* begin RECORDED INFORMATION *

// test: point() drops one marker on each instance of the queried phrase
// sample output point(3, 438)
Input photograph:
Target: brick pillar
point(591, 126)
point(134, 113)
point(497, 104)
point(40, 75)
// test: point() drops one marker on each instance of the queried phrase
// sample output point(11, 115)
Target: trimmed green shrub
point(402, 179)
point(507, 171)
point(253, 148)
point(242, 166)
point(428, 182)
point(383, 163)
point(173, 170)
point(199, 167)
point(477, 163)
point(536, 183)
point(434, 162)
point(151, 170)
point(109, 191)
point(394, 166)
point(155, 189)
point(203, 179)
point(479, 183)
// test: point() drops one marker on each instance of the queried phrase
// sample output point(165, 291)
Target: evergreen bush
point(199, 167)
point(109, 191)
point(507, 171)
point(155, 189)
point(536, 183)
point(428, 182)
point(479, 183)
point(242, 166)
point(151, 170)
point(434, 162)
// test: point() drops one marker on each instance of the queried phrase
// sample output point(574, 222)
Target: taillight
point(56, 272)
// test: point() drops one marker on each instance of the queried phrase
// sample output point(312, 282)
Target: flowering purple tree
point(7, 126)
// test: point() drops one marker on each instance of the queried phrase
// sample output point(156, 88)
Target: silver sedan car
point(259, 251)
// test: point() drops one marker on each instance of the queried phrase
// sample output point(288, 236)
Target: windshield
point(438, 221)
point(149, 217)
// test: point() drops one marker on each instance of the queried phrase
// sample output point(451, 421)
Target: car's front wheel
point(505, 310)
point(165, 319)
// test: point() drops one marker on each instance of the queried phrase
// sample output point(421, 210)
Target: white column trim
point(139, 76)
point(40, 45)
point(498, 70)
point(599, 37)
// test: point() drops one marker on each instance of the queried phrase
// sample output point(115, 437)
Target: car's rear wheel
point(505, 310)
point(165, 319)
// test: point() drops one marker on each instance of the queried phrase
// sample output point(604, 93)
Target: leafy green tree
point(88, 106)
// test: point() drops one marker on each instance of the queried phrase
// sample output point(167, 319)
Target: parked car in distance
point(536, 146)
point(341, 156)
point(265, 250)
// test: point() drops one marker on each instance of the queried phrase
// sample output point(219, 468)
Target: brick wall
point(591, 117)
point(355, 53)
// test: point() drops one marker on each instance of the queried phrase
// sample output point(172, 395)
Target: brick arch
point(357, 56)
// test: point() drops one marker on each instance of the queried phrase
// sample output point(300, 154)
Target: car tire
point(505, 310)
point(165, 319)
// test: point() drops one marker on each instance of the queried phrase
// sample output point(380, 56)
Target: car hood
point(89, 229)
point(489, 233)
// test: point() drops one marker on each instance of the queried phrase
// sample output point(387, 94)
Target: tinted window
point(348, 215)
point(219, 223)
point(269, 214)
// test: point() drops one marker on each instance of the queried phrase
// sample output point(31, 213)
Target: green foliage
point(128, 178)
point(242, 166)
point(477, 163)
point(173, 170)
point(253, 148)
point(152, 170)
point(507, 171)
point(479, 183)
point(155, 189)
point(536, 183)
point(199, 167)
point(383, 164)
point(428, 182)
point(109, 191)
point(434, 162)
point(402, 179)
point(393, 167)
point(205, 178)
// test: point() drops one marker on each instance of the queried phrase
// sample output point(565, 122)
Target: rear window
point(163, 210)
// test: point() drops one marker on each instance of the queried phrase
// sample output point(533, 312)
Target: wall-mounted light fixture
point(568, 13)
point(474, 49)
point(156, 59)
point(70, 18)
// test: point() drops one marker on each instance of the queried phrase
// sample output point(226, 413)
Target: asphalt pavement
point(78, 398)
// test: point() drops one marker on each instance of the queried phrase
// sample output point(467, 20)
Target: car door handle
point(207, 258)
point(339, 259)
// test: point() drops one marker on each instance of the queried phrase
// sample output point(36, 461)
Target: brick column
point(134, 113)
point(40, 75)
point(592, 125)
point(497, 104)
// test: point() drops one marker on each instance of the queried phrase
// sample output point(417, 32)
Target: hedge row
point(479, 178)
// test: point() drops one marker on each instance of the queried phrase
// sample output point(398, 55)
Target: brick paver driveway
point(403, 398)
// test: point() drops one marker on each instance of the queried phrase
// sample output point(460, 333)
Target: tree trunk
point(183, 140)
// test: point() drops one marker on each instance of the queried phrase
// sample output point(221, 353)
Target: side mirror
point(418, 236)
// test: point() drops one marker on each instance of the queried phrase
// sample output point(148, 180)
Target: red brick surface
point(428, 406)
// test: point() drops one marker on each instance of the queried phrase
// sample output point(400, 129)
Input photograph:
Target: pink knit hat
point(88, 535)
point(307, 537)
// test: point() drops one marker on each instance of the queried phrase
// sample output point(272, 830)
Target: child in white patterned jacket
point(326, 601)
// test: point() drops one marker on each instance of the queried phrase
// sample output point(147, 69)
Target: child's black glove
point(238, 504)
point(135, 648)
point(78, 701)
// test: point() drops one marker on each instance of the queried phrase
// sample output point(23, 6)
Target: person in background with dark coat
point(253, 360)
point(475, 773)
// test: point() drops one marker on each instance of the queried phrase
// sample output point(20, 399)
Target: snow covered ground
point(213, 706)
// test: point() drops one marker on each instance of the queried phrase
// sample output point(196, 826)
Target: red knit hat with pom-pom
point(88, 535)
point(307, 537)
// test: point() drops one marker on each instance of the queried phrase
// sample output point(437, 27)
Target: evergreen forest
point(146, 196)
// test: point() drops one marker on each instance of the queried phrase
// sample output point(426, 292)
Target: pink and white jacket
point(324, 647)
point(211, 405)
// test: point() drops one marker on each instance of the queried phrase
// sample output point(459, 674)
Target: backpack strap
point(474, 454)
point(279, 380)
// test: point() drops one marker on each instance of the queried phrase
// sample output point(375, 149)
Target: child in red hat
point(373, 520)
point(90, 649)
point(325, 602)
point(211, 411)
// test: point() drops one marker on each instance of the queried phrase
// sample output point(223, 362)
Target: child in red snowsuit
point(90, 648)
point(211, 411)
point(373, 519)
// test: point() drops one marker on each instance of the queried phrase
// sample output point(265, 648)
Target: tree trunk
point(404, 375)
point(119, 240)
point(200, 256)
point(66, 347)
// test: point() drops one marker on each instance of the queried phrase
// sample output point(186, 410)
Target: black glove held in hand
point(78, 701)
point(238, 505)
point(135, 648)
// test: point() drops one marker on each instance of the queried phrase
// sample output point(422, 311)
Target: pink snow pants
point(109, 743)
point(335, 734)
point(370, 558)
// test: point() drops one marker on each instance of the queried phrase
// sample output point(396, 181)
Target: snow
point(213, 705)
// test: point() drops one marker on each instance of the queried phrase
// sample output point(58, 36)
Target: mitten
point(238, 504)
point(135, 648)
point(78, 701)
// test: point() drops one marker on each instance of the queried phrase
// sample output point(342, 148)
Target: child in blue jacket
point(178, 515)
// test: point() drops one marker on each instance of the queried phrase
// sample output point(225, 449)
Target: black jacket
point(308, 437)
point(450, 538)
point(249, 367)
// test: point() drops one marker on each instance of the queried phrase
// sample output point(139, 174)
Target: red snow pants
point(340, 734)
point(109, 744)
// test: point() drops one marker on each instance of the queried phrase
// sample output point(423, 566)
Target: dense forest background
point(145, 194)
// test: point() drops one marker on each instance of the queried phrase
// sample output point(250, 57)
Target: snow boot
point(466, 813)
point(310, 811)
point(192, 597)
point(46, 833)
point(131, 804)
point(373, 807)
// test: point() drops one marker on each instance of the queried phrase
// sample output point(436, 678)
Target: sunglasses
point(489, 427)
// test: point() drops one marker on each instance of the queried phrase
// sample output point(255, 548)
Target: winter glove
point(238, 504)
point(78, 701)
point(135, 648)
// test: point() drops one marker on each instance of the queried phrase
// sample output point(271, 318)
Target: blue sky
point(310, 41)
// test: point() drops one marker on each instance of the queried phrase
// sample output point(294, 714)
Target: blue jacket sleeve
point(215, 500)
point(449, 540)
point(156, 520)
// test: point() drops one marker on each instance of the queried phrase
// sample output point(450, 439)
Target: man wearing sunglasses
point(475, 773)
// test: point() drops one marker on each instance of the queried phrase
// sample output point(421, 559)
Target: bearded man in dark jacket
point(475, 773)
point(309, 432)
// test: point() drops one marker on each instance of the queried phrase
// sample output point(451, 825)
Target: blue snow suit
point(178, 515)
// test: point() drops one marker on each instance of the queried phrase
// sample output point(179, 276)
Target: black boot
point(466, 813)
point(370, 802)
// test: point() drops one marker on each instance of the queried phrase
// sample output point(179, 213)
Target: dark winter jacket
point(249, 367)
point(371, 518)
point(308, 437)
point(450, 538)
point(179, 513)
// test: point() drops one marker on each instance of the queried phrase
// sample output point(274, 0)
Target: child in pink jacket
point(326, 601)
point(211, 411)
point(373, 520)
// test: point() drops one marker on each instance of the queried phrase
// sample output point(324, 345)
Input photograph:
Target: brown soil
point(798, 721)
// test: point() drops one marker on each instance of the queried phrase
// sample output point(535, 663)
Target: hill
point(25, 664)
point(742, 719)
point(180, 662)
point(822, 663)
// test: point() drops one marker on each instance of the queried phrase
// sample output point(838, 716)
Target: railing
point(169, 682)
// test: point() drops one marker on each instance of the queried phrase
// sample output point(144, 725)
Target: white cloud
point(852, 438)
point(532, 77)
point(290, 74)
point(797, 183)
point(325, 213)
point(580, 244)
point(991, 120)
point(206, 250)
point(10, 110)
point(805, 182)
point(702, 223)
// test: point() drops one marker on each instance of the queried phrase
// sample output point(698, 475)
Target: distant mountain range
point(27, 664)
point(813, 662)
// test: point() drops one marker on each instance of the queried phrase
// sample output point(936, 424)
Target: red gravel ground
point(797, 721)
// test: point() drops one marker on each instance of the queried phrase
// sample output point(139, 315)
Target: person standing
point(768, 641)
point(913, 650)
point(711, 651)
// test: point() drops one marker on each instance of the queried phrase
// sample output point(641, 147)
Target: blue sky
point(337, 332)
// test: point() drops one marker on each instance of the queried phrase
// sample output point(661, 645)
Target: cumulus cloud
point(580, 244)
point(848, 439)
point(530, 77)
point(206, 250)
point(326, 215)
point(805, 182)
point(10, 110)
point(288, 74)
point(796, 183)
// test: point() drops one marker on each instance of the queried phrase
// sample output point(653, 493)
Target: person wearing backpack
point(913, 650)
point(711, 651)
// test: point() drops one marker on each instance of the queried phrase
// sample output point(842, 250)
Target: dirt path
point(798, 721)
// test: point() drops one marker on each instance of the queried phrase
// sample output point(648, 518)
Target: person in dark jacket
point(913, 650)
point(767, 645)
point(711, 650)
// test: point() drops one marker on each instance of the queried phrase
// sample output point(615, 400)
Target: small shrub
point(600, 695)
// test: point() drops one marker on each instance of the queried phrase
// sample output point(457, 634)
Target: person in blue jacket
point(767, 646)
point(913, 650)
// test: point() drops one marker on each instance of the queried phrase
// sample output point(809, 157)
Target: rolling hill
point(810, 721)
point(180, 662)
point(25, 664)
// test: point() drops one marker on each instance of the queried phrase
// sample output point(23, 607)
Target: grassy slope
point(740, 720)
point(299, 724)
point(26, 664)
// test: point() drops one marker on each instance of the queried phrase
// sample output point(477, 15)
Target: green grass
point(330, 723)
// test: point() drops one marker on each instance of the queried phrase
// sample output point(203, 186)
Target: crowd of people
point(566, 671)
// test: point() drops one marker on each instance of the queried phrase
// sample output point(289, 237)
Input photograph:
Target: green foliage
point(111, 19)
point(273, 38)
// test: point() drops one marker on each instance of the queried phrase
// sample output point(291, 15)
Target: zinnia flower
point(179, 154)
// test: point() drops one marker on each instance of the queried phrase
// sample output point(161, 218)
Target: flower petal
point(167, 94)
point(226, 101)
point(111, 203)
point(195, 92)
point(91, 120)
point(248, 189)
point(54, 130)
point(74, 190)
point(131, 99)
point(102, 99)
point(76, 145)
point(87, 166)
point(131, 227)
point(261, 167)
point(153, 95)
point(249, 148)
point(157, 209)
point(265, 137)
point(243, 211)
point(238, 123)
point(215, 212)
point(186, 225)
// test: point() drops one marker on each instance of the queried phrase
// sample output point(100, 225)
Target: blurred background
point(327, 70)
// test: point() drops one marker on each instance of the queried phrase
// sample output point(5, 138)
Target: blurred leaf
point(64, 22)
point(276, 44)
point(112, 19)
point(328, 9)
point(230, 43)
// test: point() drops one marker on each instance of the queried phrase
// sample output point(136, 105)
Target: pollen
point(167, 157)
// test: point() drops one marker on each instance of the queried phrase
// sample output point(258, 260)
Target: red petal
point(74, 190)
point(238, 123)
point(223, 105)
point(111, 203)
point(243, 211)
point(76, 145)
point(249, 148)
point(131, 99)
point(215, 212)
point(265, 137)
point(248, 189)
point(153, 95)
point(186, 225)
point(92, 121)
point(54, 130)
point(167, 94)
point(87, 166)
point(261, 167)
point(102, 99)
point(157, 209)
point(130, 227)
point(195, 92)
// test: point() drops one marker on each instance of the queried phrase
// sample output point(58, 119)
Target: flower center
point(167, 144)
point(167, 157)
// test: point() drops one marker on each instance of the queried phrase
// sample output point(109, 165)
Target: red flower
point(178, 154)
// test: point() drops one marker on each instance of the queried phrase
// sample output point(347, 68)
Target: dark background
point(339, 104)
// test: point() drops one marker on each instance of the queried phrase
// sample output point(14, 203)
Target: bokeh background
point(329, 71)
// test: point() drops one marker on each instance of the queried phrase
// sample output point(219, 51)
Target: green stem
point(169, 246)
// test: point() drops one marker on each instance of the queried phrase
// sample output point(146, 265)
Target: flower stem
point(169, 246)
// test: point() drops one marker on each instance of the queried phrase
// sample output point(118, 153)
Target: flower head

* end RECORDED INFORMATION *

• **THE PROBLEM**:
Show each line of the records that contains the word "forest"; case counts.

• **FULL SOLUTION**:
Target: evergreen forest
Target: dense forest background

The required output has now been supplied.